> DO THIS: Reproduce the data below, from its beginning through the line containing "87], [59, 88]]" inclusive, swapping "instance" for "occurrence" and leaving everything else as is.

> MATERIAL SHOWN:
========================================
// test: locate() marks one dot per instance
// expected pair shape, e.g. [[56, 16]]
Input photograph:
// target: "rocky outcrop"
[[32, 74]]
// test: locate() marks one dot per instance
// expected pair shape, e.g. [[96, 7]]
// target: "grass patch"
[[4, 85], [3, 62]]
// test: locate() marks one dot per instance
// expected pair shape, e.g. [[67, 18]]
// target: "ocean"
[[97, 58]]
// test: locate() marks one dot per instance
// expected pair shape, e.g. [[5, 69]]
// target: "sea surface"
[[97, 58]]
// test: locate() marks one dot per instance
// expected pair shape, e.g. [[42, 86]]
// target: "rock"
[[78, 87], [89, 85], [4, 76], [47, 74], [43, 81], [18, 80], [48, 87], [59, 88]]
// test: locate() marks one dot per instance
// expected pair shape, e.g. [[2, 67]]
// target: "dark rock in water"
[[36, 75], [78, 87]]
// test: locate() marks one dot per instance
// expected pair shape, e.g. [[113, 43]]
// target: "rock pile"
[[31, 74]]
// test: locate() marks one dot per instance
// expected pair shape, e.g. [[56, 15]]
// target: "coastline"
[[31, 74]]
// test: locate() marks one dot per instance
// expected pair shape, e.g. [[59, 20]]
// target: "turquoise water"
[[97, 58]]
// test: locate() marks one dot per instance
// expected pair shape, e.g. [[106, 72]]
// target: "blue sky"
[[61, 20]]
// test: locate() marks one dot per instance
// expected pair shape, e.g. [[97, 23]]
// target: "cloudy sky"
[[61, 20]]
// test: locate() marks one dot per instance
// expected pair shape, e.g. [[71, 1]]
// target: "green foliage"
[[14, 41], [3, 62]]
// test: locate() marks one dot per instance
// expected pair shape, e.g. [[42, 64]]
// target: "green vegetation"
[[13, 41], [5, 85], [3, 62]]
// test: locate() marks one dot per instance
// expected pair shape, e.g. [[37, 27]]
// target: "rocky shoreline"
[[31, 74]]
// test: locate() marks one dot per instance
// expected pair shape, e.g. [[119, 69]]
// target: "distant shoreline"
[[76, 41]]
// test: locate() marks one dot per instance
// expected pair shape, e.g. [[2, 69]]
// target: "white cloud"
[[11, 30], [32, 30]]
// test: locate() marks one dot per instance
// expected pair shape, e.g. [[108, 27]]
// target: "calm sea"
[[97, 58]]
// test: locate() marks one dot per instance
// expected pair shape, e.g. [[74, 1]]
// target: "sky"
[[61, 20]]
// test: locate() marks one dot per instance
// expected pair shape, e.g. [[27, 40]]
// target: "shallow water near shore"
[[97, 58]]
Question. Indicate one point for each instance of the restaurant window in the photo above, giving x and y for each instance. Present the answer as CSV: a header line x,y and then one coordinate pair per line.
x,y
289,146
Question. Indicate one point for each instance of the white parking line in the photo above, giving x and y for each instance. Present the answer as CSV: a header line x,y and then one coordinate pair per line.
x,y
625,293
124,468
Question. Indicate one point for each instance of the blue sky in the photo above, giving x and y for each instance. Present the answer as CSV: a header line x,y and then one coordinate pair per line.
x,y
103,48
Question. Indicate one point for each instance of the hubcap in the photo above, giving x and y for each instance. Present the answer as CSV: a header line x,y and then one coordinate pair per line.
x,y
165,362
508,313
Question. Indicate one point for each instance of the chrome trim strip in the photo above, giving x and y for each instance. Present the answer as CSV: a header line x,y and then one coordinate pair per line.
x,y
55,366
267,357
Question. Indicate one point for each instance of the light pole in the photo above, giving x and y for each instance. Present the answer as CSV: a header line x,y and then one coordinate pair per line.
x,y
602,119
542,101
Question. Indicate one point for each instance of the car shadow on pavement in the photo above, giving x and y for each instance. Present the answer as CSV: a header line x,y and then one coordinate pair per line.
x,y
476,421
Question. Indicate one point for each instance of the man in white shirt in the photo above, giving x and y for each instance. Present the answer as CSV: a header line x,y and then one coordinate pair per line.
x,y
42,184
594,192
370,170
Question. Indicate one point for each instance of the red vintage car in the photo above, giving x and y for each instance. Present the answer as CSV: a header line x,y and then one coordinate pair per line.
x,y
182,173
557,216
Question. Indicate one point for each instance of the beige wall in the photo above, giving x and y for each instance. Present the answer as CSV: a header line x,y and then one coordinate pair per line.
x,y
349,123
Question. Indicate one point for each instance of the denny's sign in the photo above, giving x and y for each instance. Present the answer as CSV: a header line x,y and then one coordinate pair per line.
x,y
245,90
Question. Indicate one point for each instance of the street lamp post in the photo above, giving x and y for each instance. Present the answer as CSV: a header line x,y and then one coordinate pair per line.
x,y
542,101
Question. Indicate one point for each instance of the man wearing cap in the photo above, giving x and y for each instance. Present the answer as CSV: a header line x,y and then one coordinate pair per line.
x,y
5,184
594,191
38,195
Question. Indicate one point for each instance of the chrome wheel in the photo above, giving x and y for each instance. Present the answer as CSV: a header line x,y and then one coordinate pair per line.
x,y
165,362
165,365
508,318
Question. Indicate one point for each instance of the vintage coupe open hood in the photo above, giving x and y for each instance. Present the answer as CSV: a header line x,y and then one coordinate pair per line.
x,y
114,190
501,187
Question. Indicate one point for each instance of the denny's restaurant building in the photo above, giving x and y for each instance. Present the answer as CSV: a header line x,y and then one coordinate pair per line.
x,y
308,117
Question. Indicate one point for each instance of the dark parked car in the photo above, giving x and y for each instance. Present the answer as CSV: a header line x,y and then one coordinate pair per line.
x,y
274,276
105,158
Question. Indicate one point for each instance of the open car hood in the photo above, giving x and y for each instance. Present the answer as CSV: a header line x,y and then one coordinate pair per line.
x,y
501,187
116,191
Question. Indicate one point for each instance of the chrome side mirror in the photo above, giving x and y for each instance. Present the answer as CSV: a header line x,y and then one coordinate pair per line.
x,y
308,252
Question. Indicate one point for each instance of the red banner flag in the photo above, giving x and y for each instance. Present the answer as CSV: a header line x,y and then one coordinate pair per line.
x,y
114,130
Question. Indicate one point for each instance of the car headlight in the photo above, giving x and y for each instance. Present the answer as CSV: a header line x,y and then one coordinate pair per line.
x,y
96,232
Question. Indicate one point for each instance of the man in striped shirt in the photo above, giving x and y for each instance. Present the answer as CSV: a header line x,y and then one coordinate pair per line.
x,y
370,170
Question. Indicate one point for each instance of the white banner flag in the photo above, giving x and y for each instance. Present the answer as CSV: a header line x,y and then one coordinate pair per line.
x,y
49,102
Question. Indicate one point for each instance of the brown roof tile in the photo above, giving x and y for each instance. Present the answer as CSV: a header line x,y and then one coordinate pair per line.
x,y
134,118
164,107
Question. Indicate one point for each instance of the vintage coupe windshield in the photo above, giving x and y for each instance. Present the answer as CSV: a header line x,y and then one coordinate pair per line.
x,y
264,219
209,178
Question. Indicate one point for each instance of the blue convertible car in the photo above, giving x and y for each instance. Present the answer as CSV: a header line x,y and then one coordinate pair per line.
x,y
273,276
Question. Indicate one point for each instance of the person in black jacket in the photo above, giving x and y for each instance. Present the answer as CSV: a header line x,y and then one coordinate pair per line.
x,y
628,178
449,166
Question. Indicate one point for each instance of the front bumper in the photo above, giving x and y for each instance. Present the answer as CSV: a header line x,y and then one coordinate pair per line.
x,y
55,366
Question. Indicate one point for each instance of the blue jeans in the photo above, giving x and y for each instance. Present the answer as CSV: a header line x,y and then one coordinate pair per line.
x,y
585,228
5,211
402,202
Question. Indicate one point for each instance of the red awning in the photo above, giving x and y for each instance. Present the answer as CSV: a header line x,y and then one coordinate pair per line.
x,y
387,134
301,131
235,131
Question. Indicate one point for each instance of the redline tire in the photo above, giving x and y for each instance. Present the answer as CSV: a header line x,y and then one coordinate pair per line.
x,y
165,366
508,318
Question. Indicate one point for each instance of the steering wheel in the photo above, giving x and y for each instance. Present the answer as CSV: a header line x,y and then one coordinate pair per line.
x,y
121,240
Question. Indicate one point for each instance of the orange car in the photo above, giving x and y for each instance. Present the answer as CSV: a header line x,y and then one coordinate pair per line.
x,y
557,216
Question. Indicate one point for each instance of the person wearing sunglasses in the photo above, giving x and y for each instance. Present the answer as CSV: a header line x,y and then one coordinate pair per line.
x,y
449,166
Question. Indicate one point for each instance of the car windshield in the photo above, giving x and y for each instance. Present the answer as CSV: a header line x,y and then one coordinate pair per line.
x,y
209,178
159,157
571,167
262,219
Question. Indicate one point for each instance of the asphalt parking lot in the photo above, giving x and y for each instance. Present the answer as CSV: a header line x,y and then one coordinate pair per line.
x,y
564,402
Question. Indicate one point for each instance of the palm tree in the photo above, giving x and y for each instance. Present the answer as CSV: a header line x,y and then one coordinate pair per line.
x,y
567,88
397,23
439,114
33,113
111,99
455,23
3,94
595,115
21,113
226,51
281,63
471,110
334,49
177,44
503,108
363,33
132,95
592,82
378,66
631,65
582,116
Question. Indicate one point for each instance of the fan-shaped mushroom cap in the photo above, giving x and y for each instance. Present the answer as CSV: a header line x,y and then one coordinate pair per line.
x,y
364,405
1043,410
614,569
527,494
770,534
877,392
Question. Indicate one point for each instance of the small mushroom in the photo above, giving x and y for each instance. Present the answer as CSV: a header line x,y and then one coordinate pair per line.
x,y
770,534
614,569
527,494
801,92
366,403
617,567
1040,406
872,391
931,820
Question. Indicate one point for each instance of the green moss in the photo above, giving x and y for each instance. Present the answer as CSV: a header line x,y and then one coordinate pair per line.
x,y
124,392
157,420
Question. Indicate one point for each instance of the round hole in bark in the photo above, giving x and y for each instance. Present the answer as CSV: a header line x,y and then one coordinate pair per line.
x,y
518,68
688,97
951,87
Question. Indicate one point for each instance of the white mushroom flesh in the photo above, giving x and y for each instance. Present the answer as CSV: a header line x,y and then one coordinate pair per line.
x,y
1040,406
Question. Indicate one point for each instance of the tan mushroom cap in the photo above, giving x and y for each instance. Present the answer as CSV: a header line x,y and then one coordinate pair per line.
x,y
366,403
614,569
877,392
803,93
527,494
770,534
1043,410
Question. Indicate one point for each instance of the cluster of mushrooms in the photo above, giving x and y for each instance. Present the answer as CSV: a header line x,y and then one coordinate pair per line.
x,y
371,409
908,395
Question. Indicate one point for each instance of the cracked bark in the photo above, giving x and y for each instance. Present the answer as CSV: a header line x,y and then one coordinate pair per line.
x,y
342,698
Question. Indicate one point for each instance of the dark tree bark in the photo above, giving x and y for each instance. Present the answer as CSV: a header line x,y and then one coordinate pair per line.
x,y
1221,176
========================================
> REPLY:
// test: locate() marks one dot per occurrence
// expected pair shape, e.g. [[56, 16]]
Input photograph:
// target: "rocky outcrop"
[[32, 74]]
// test: locate() marks one dot per occurrence
// expected pair shape, e.g. [[96, 7]]
// target: "grass patch"
[[4, 85], [3, 62]]
// test: locate() marks one dot per occurrence
// expected pair shape, e.g. [[67, 18]]
// target: "ocean"
[[97, 58]]
// test: locate() marks one dot per occurrence
// expected pair shape, e.g. [[5, 69]]
// target: "sea surface"
[[97, 58]]
// test: locate() marks one dot per occurrence
// expected pair shape, e.g. [[42, 86]]
// target: "rock"
[[78, 87], [89, 85], [4, 76], [47, 74], [43, 81], [18, 80], [48, 87], [59, 88]]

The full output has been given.